>> Start Provided records
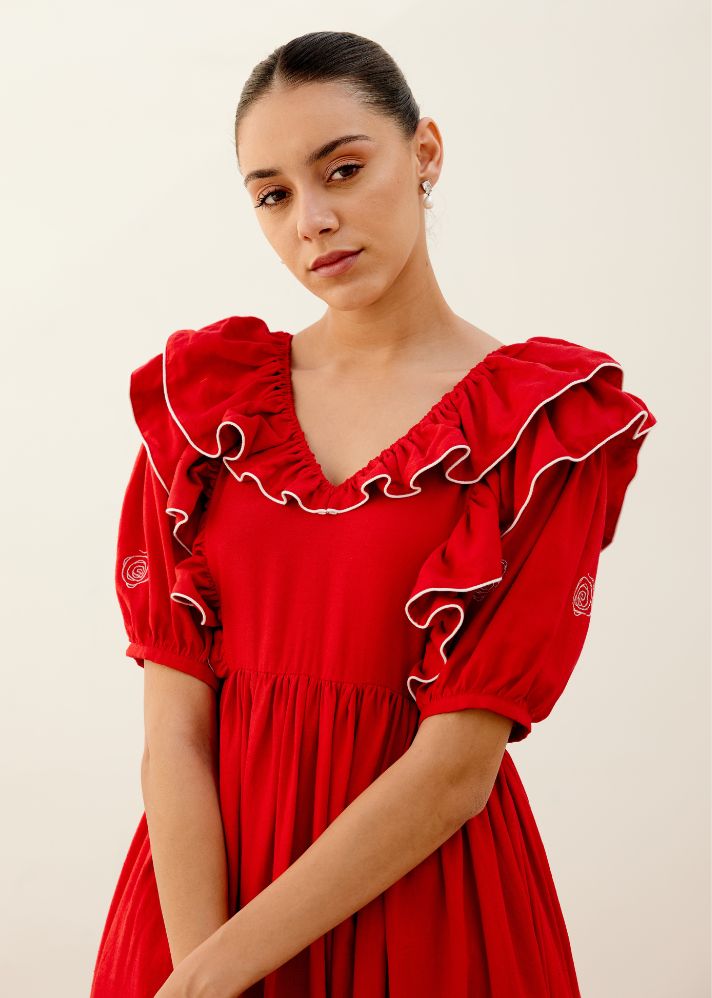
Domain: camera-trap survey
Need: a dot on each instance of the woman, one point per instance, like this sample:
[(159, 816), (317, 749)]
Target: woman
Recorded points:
[(328, 698)]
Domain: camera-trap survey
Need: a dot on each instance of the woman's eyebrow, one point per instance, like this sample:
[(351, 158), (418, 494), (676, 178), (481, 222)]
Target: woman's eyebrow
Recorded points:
[(312, 158)]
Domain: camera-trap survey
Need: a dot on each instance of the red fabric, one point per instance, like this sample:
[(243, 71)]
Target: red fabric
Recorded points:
[(328, 639)]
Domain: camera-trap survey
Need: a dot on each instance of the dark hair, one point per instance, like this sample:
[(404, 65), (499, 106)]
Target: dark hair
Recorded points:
[(372, 73)]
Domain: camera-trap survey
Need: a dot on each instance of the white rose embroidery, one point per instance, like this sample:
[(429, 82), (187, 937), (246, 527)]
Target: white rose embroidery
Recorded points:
[(135, 569), (479, 594), (583, 596)]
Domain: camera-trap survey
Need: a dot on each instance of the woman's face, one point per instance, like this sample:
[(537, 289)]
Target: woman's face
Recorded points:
[(363, 194)]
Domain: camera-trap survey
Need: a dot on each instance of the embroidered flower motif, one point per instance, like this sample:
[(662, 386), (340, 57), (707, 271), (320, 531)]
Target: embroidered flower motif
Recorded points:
[(583, 596), (480, 593), (134, 569)]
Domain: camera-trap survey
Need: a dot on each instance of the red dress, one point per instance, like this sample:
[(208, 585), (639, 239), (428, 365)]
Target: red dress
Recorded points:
[(458, 571)]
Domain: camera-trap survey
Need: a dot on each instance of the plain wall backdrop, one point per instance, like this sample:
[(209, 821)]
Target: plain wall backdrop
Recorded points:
[(574, 202)]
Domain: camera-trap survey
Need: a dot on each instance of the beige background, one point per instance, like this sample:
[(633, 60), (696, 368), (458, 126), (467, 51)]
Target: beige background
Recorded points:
[(574, 202)]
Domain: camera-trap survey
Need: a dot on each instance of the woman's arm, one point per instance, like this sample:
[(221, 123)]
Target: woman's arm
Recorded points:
[(180, 791), (443, 779)]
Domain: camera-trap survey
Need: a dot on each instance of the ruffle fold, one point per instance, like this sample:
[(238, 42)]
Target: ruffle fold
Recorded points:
[(583, 415), (223, 393)]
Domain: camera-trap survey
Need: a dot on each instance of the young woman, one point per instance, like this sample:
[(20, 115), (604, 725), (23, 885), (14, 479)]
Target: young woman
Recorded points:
[(331, 809)]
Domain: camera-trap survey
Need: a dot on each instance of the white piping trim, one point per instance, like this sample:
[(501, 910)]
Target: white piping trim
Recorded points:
[(415, 488), (641, 416), (185, 600), (458, 589)]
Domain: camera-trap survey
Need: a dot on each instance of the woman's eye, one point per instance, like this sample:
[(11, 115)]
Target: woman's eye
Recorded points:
[(262, 199)]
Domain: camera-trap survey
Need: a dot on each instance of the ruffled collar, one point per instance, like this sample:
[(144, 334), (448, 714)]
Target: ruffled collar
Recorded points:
[(225, 391)]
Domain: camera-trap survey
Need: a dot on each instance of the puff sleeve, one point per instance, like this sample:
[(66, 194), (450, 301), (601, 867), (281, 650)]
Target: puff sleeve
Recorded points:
[(509, 643), (167, 597)]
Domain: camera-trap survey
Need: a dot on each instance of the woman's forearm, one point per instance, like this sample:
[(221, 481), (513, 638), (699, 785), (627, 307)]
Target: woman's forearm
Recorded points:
[(402, 817), (180, 792)]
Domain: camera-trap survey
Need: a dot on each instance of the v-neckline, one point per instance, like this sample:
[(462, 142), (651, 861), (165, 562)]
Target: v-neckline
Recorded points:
[(305, 446)]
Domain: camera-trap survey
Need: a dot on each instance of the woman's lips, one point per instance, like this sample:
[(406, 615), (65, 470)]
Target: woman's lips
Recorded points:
[(339, 267)]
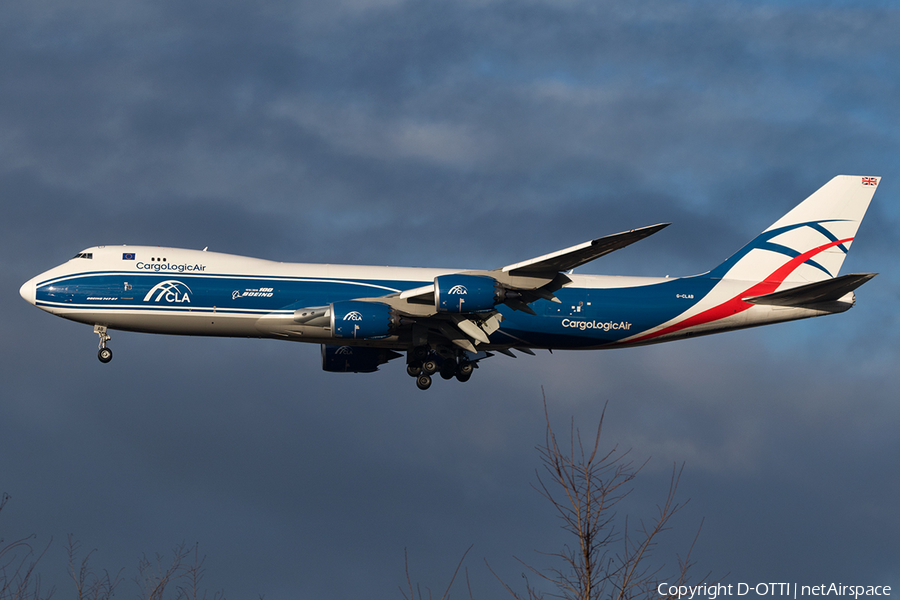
>> End Provided records
» Set exercise:
Rewrite all the rows above, substituting "studio portrait" for every "camera-trap survey" and leaving everything else unchanged. Leave the pictures out.

» Complete output:
Domain: studio portrait
Need: a dot on each instance of the woman, one point per instance, like this sample:
[(159, 816), (317, 749)]
Target: woman
Recorded points:
[(328, 698)]
Domain: studio portrait
Need: a dot on each instance of the woman's eyebrow, one point per instance, like this sample:
[(351, 158), (418, 494), (676, 178), (481, 222)]
Target: woman's eyebrow
Recorded points:
[(312, 158)]
Domain: studio portrait
Need: a dot on each instance of the red fabric, one point per instance, like this sample:
[(243, 71)]
Target: red fabric
Recorded points:
[(328, 639)]
Domain: studio portrait
Need: a dot on each instance of the dark hair, one point per instance, like this sample:
[(404, 65), (499, 106)]
Target: dark hair
Recorded points:
[(372, 73)]
Domain: studio portrait
Need: a dot on each instance of the white rose embroidery, one point per instance, like this sample:
[(429, 82), (187, 937), (246, 527)]
Target: white rose embroidery
Recorded points:
[(135, 569), (479, 594), (583, 596)]
Domain: studio portrait
Need: a dot on each instance of the woman's face, one point per instance, like this sample:
[(537, 289)]
Target: woman's face
Recorded points:
[(363, 194)]
Domain: studio portrait
Need: a dot on each instance of the embroidered flower motif, one point per instance, like this sample:
[(662, 386), (340, 57), (707, 271), (320, 531)]
Target: embroidered flower motif
Recorded points:
[(583, 596), (480, 593), (134, 569)]
Domain: studio portrait
Need: a dot on each instance of the red dress, one point per instance, like this sample:
[(208, 585), (639, 239), (428, 365)]
Target: red dress
Recorded points:
[(458, 571)]
Domain: studio portrait
Need: a dot on each instance of the plain wall backdrop, one point per instance, like this sample:
[(209, 821)]
Target: plain wall backdrop
Recorded points:
[(574, 202)]
Domain: studio portrait
Need: a dot on each instance of the beige background, one point per instance, like this sample:
[(633, 60), (696, 368), (458, 126), (467, 51)]
Target: beige background
Recorded points:
[(574, 202)]
Domain: studio portrait
Need: a dot on each instance of the woman's arm, one point per instance, like this sample:
[(221, 123)]
Target: woman's arm
Recorded points:
[(180, 791), (443, 779)]
Domain: studio portrait
Need: a dot on each instance of the ruffle fold, one point per instance, like this sample:
[(238, 42)]
Target: ruffle fold
Recorded points:
[(583, 415), (223, 393)]
Domain: studio portrait
Need: a dot on each instance of the young woman, one point per instance, like this sample:
[(20, 115), (604, 725), (23, 885), (14, 479)]
Target: young woman
Recorded points:
[(331, 809)]
Domain: studio portrait
Need: a dot on each instance of the white piping trim, one point per instance, like this sample:
[(501, 910)]
Target: white piping trim
Recorded points:
[(415, 488), (641, 416), (185, 600), (458, 589)]
Domain: studio portrait
Need: a dot on each instance of the woman's eye, one point per instance, like this sample:
[(11, 115)]
Target: woman's eye
Recorded points:
[(262, 199)]
Domain: studio portrait
Need: a dot on each instance of the ruffled collar, one point per instance, like this sample:
[(144, 334), (448, 714)]
Target: ruffled collar
Recorded points:
[(225, 391)]
Domain: studio portrait
Need: a dot on each instance of the puff sleeve, one point per instance, like this sample:
[(66, 194), (450, 301), (601, 867), (281, 650)]
Target: puff sleeve
Recorded points:
[(509, 643), (167, 597)]
Domain: studio portrait
Need: a dot on each instance of the woman's forearm, one point per instance, like this sample:
[(221, 481), (513, 638), (699, 785), (627, 307)]
Target: woman's forearm
Recorded points:
[(402, 817), (180, 792)]
Domain: studio portrait
Need: a dot on each instance of the v-neckline, one point per instance, like this sample:
[(462, 142), (651, 861), (165, 562)]
Target: v-neckline
Recorded points:
[(305, 446)]
Domain: studio portrait
Need: a dot on each instance of the woman's lips, one point per instance, like this sample:
[(406, 615), (65, 470)]
Target: woman's lips
Recorded points:
[(339, 267)]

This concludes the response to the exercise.